What needs to be done:
Convert the material below into a Markdown table with two columns, Row and Line. Number each row and leave out any blank lines.

Collection entries:
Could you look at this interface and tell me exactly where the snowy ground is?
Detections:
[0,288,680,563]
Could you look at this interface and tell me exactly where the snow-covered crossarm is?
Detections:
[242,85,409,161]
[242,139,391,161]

Answer to the exercise:
| Row | Line |
|---|---|
| 1 | Could you look at this interface and tell me exactly where the snowy ground is? |
| 2 | Detections: |
| 3 | [0,288,680,563] |
| 4 | Could you look at this interface and tell me exactly where the snow-covered crossarm is? |
| 5 | Detections: |
| 6 | [242,85,409,161] |
| 7 | [242,139,391,161] |